Task requirements:
Rewrite everything from the line containing "Could you please pick out the railway" down to the last of the lines below, putting "crushed stone" in place of "gravel" and keeping all else the same.

The input:
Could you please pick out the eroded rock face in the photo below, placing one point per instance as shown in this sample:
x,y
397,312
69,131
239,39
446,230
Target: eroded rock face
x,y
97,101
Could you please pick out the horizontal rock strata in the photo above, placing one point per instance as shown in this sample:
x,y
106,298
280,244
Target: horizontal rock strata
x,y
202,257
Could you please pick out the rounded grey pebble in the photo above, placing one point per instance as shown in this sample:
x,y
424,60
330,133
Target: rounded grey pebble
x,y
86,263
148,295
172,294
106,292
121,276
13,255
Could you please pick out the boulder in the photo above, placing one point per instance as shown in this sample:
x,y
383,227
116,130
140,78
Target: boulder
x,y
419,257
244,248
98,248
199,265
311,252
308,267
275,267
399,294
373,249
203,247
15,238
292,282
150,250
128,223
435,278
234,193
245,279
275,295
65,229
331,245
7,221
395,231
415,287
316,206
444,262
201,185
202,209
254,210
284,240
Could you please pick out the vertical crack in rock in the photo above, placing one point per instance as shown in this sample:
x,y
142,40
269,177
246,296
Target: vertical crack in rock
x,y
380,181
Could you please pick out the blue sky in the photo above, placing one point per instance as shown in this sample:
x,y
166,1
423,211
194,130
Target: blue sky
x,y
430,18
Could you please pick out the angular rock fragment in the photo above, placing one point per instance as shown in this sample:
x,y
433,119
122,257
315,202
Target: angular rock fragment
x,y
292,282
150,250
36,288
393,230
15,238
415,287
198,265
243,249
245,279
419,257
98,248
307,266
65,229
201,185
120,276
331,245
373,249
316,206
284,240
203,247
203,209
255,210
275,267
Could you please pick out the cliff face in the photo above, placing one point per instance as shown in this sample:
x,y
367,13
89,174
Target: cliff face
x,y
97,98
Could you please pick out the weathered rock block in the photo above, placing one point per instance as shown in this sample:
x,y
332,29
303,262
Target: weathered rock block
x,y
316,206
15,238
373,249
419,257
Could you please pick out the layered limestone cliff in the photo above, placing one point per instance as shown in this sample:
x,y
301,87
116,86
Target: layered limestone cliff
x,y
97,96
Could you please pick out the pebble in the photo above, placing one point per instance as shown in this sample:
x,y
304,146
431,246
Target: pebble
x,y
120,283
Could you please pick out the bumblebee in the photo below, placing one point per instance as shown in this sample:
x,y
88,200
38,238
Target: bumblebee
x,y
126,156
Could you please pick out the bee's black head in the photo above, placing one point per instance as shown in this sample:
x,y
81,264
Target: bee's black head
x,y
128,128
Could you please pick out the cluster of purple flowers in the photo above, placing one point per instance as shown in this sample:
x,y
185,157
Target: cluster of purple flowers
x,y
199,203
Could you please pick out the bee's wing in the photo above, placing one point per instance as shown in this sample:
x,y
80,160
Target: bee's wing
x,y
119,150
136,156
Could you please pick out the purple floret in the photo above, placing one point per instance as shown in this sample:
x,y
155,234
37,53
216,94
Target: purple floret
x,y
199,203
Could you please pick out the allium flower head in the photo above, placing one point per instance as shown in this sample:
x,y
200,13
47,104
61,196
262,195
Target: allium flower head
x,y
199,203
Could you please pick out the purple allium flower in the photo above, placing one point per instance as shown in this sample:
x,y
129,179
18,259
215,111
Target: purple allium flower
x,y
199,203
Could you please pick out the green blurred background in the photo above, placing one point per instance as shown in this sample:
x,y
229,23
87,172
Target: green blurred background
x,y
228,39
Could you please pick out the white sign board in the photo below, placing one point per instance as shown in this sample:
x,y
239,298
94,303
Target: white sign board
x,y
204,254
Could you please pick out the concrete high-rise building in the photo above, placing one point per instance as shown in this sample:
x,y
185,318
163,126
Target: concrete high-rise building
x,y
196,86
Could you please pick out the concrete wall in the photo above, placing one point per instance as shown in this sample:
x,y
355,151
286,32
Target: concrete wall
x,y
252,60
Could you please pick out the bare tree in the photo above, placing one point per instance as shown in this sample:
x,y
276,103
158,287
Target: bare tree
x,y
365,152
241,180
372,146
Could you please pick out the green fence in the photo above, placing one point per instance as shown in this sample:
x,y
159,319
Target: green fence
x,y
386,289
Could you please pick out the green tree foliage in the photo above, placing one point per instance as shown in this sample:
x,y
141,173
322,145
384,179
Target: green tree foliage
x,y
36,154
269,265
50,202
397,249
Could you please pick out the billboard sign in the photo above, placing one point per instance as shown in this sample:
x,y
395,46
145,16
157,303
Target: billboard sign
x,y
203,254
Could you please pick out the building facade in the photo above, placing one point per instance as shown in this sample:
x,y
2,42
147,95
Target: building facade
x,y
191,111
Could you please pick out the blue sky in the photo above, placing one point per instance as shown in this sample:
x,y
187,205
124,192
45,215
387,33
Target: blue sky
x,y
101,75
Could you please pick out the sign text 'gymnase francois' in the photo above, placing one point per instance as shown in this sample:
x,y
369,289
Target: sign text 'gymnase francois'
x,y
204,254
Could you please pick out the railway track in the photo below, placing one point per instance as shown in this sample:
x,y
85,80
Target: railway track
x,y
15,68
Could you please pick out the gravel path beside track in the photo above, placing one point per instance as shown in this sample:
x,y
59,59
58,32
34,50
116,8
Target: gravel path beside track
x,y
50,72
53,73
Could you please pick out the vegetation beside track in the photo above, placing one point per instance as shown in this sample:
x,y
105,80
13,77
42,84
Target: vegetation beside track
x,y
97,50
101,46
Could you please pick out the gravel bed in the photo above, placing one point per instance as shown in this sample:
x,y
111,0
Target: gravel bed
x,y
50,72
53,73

Expected output:
Could you please pick out the railway track in the photo below, placing one point per instance as shown in this sample:
x,y
85,80
Target: railway track
x,y
15,68
Could you please pick out the crushed stone path beside track in the photo above, placing one point per instance as shown in this sample:
x,y
59,59
58,32
34,50
116,8
Target: crushed stone path beside track
x,y
50,72
53,73
Could you please pick out the vegetation beside track in the photo above, placing one point per instance as shown in this sample:
x,y
105,80
13,77
42,84
Target: vegetation beside track
x,y
97,50
101,46
Could you please pick out the crushed stone bed in the photo above, placing one point per instance as shown in this sample:
x,y
111,0
Target: crushed stone bed
x,y
50,72
53,73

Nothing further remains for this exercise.